_Rows from a box-labeling dataset_.
____
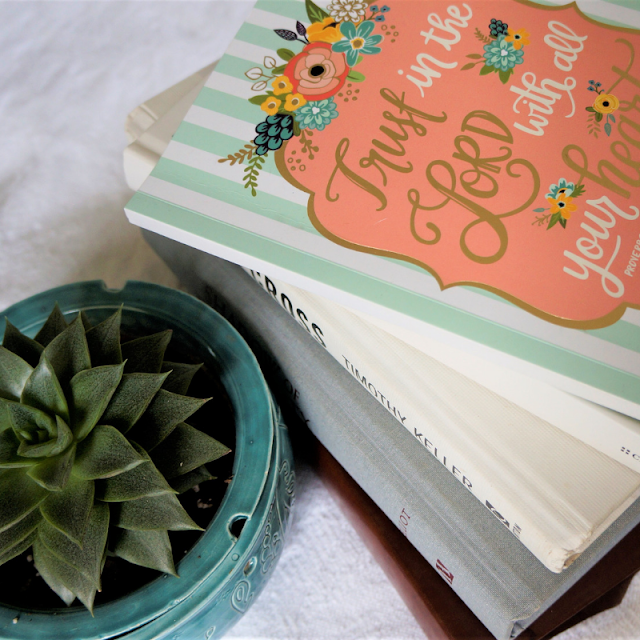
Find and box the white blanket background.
[0,0,640,640]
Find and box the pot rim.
[0,280,275,640]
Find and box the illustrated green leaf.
[0,531,37,565]
[27,446,76,491]
[86,307,122,367]
[127,389,208,451]
[276,49,296,62]
[2,318,44,367]
[0,347,33,400]
[169,465,216,493]
[161,360,202,395]
[0,509,42,564]
[73,425,145,480]
[249,93,269,105]
[347,69,365,82]
[70,364,124,441]
[20,354,69,422]
[101,373,168,433]
[0,469,48,532]
[39,474,95,545]
[33,539,96,615]
[0,429,37,469]
[498,69,513,84]
[122,330,172,373]
[35,302,67,347]
[111,529,178,577]
[96,460,175,502]
[151,422,231,480]
[38,503,110,590]
[304,0,329,22]
[571,184,585,198]
[111,493,202,531]
[44,317,91,392]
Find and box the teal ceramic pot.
[0,281,294,640]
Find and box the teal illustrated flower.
[482,35,524,71]
[545,178,576,200]
[333,20,383,67]
[294,98,338,131]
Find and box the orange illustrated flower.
[307,16,342,42]
[593,93,620,114]
[284,42,349,100]
[547,193,578,220]
[260,96,282,116]
[284,93,307,111]
[505,27,530,50]
[271,76,293,96]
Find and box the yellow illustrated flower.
[271,76,293,96]
[307,16,342,42]
[284,93,307,111]
[260,96,282,116]
[505,27,529,49]
[547,192,578,220]
[593,93,620,114]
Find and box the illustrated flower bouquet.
[219,0,390,196]
[531,178,584,230]
[461,18,530,84]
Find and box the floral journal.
[127,0,640,418]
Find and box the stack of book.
[125,0,640,638]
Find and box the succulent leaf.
[96,460,175,502]
[35,302,68,347]
[39,474,95,545]
[151,422,231,480]
[101,373,167,433]
[0,469,50,533]
[160,360,202,396]
[2,319,44,367]
[20,355,69,423]
[73,424,145,480]
[122,330,172,373]
[33,538,96,615]
[43,317,91,392]
[169,465,216,493]
[85,308,122,367]
[0,509,42,564]
[0,429,37,469]
[0,531,37,564]
[69,364,124,442]
[27,445,76,491]
[113,529,178,577]
[0,347,33,400]
[111,493,202,531]
[127,389,208,451]
[36,502,109,590]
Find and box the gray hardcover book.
[145,232,640,640]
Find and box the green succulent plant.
[0,305,229,611]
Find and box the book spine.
[245,269,568,573]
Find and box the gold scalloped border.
[274,0,640,329]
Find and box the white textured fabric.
[0,0,640,640]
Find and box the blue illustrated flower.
[482,35,524,71]
[333,20,384,67]
[294,98,338,131]
[545,178,576,200]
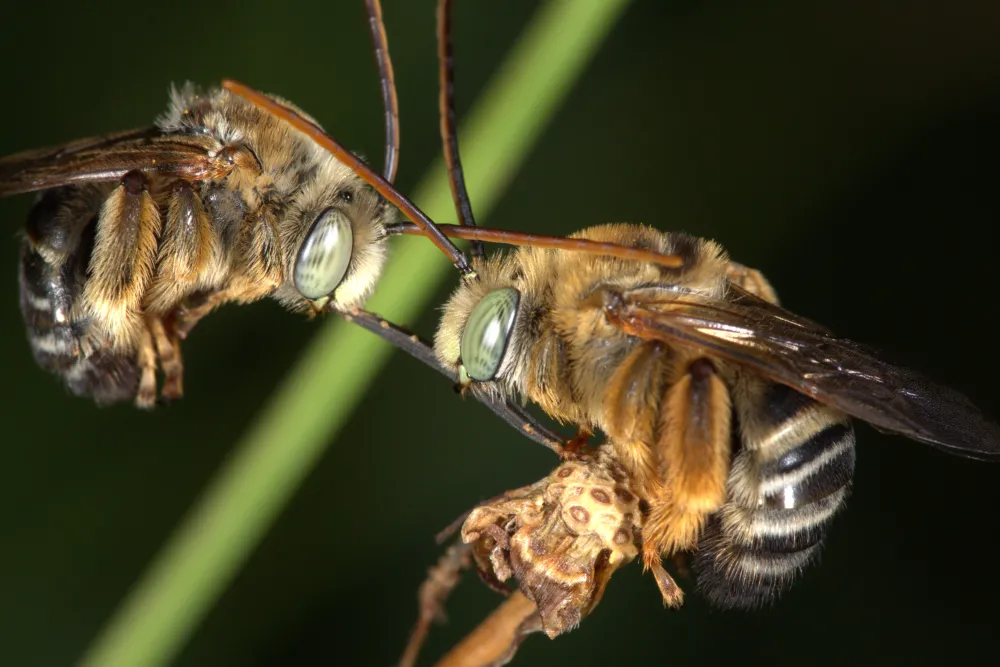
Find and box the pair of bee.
[0,0,1000,656]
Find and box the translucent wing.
[0,128,227,196]
[606,290,1000,460]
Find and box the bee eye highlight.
[293,208,354,299]
[459,287,521,382]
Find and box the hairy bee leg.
[642,358,732,554]
[399,543,472,667]
[146,315,184,401]
[143,182,225,313]
[726,262,779,305]
[83,171,160,349]
[642,544,684,609]
[558,426,594,461]
[135,327,156,409]
[603,342,670,495]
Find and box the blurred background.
[0,0,1000,667]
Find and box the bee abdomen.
[695,401,854,608]
[19,189,139,404]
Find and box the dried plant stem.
[435,591,541,667]
[80,0,628,667]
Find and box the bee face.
[275,159,394,318]
[434,251,541,393]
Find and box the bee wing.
[0,127,219,196]
[612,292,1000,461]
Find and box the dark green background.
[0,0,1000,666]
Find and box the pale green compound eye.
[459,287,521,382]
[294,208,354,300]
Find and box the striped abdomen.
[695,380,854,608]
[19,186,139,403]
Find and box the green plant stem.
[82,0,628,667]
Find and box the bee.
[0,72,414,407]
[435,224,1000,607]
[0,0,672,407]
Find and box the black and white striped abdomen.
[19,186,139,403]
[695,380,854,608]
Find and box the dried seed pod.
[462,446,642,638]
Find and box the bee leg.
[726,262,778,305]
[642,358,732,554]
[559,426,594,461]
[83,171,160,348]
[601,342,671,496]
[135,327,156,409]
[146,315,184,402]
[399,543,472,667]
[642,543,684,609]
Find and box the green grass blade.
[82,0,628,667]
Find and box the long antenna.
[222,79,475,277]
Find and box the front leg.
[146,315,184,402]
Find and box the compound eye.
[294,208,354,300]
[459,287,521,382]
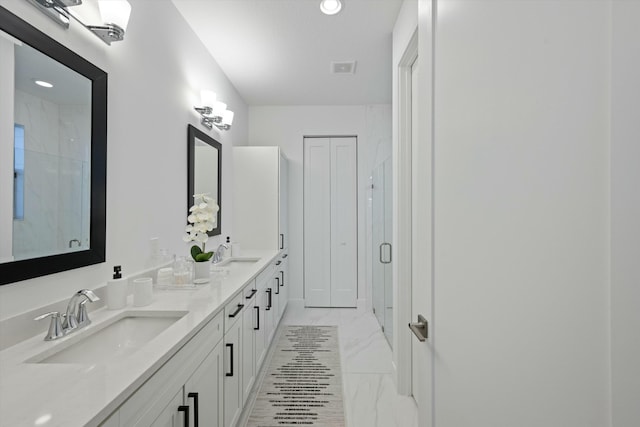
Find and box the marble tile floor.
[240,304,418,427]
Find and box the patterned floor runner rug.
[247,326,345,427]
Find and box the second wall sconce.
[29,0,131,45]
[193,90,233,130]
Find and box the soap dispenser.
[107,265,128,310]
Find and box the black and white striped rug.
[246,326,345,427]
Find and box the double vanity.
[0,250,288,427]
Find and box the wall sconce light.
[29,0,131,45]
[193,90,238,130]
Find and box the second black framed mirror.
[187,125,222,236]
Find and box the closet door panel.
[331,138,358,307]
[304,138,331,307]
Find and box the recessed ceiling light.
[33,80,53,87]
[320,0,342,15]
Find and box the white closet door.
[331,137,358,307]
[304,138,331,307]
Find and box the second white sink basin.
[213,257,260,268]
[27,311,187,364]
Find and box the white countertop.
[0,250,279,427]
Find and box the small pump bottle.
[107,265,128,310]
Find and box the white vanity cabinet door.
[150,389,188,427]
[233,146,288,250]
[271,274,282,332]
[278,152,289,249]
[276,252,289,319]
[254,282,267,373]
[242,295,257,405]
[184,343,224,427]
[223,318,243,427]
[263,279,276,350]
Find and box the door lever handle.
[409,314,429,342]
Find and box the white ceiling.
[172,0,402,105]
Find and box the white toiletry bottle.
[107,265,128,310]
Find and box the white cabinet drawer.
[242,280,258,302]
[256,262,276,288]
[224,292,244,333]
[119,312,223,426]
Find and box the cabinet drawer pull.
[187,393,198,427]
[229,304,244,317]
[253,305,260,331]
[225,343,233,377]
[178,405,189,427]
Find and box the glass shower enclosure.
[371,157,393,347]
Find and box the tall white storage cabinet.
[233,147,289,249]
[304,137,358,307]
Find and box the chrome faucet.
[62,289,100,334]
[212,243,229,264]
[34,289,100,341]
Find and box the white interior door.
[407,17,434,427]
[304,137,358,307]
[304,138,331,307]
[331,137,358,307]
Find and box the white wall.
[419,0,608,427]
[0,35,15,262]
[249,105,391,305]
[611,0,640,427]
[0,0,247,319]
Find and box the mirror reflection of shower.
[6,41,91,261]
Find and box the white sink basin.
[213,257,260,269]
[27,311,187,364]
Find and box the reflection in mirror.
[12,44,91,260]
[0,7,107,284]
[187,125,222,236]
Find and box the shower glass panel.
[371,158,393,346]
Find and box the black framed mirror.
[187,125,222,236]
[0,7,107,285]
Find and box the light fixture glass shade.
[200,90,216,108]
[222,110,233,126]
[320,0,342,15]
[211,101,227,117]
[98,0,131,31]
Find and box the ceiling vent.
[331,61,356,74]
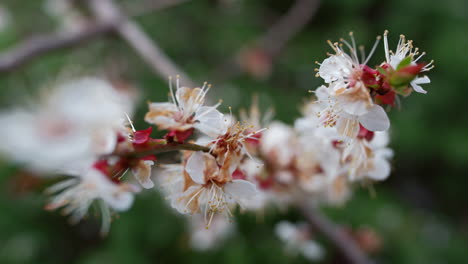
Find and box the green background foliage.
[0,0,468,264]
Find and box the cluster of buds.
[0,32,433,250]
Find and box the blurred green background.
[0,0,468,264]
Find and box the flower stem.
[128,142,210,158]
[298,202,373,264]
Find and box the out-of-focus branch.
[88,0,194,87]
[0,0,193,83]
[0,22,116,73]
[213,0,320,80]
[298,202,373,264]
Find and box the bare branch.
[0,23,115,72]
[298,202,373,264]
[0,0,193,82]
[128,0,190,17]
[88,0,195,87]
[213,0,320,80]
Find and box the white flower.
[171,152,258,226]
[260,122,296,168]
[315,86,390,138]
[46,168,138,233]
[384,30,434,94]
[343,130,393,181]
[145,80,225,137]
[132,160,154,189]
[317,32,380,93]
[189,215,235,251]
[410,76,431,94]
[0,78,132,172]
[275,221,325,260]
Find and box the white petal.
[339,97,369,116]
[185,151,206,184]
[194,106,228,138]
[176,87,204,114]
[368,157,391,181]
[224,180,259,207]
[336,117,359,138]
[132,160,154,189]
[359,105,390,131]
[103,191,133,211]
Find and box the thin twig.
[0,23,116,72]
[0,0,188,77]
[128,0,190,17]
[298,202,373,264]
[212,0,320,80]
[88,0,195,87]
[127,142,210,158]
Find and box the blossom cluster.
[0,32,433,250]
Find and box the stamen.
[384,30,390,63]
[363,36,382,65]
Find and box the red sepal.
[133,127,153,145]
[164,128,194,143]
[358,124,374,141]
[140,155,158,161]
[232,169,247,180]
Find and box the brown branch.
[127,142,210,158]
[128,0,190,17]
[298,202,373,264]
[212,0,320,80]
[0,23,115,73]
[88,0,195,87]
[0,0,190,81]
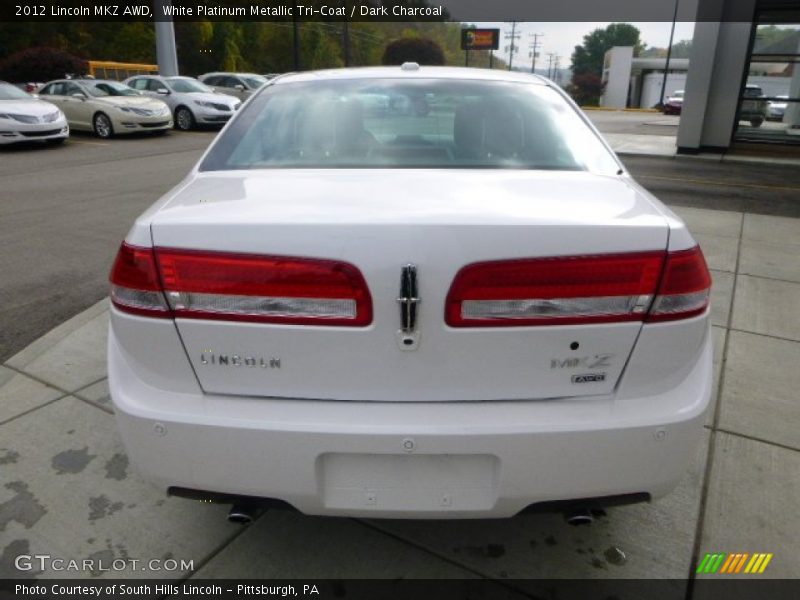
____
_Work to do_. Can you convert the lines, starting with the one containing "Find and box the out-of-focus branch." and going on through the end of the records, into a Markdown table with the columns No. and Line, numbering each row and skipping blank lines? Leave the pictures out.

_Solution to the exercise_.
| No. | Line |
|---|---|
| 1 | Find and box the out-of-focus branch. |
| 2 | [88,0,194,87] |
| 3 | [0,0,193,83] |
| 4 | [0,22,116,73] |
| 5 | [213,0,320,80] |
| 6 | [298,202,373,264] |
| 7 | Find and box the bare branch. |
| 8 | [0,23,115,72] |
| 9 | [298,202,373,264] |
| 10 | [0,0,193,82] |
| 11 | [128,0,190,17] |
| 12 | [88,0,195,87] |
| 13 | [213,0,320,80] |
| 14 | Find and box the white flower. |
| 15 | [171,152,258,226] |
| 16 | [260,122,296,168] |
| 17 | [315,86,390,138] |
| 18 | [46,168,138,233] |
| 19 | [384,30,434,94] |
| 20 | [343,130,393,181] |
| 21 | [145,80,225,137] |
| 22 | [132,160,154,189] |
| 23 | [317,32,380,93] |
| 24 | [189,215,235,251] |
| 25 | [410,76,431,94] |
| 26 | [0,78,132,172] |
| 27 | [275,221,325,260] |
| 28 | Find and box the white petal. |
| 29 | [339,97,369,116] |
| 30 | [185,151,206,184] |
| 31 | [194,106,228,138] |
| 32 | [176,87,204,114] |
| 33 | [368,157,391,181] |
| 34 | [224,180,259,207] |
| 35 | [336,117,359,138] |
| 36 | [132,160,154,189] |
| 37 | [359,105,390,131] |
| 38 | [103,191,133,211] |
| 39 | Find and box the thin twig. |
| 40 | [0,23,116,72] |
| 41 | [0,0,188,77] |
| 42 | [128,0,190,17] |
| 43 | [298,202,373,264] |
| 44 | [212,0,320,80] |
| 45 | [88,0,195,87] |
| 46 | [127,142,210,158] |
| 47 | Find and box the blossom cluster. |
| 48 | [0,32,433,250] |
| 49 | Find and box the stamen. |
| 50 | [384,30,390,63] |
| 51 | [363,36,382,65] |
| 52 | Find and box the red sepal. |
| 53 | [133,127,153,145] |
| 54 | [164,128,194,143] |
| 55 | [358,124,374,141] |
| 56 | [140,155,158,161] |
| 57 | [232,169,247,180] |
| 58 | Find and box the brown branch. |
| 59 | [127,142,210,158] |
| 60 | [128,0,190,17] |
| 61 | [298,202,373,264] |
| 62 | [212,0,320,80] |
| 63 | [0,23,115,73] |
| 64 | [88,0,195,87] |
| 65 | [0,0,190,81] |